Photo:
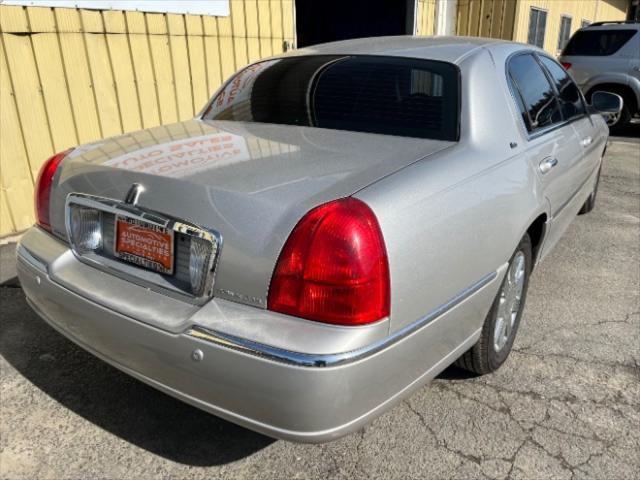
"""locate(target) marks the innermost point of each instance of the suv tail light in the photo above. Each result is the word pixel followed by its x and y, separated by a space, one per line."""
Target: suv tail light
pixel 43 188
pixel 334 267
####################
- EXERCISE PROMPT -
Everything in the listing except the pictures must come back exactly as written.

- EXERCISE SOLUTION -
Photo:
"""locate(target) marks the innermost point of each instance of the suv tail light in the photo above. Each result is the word pixel followed by its x and y, separated by a space, one per line."""
Target: suv tail light
pixel 43 188
pixel 334 267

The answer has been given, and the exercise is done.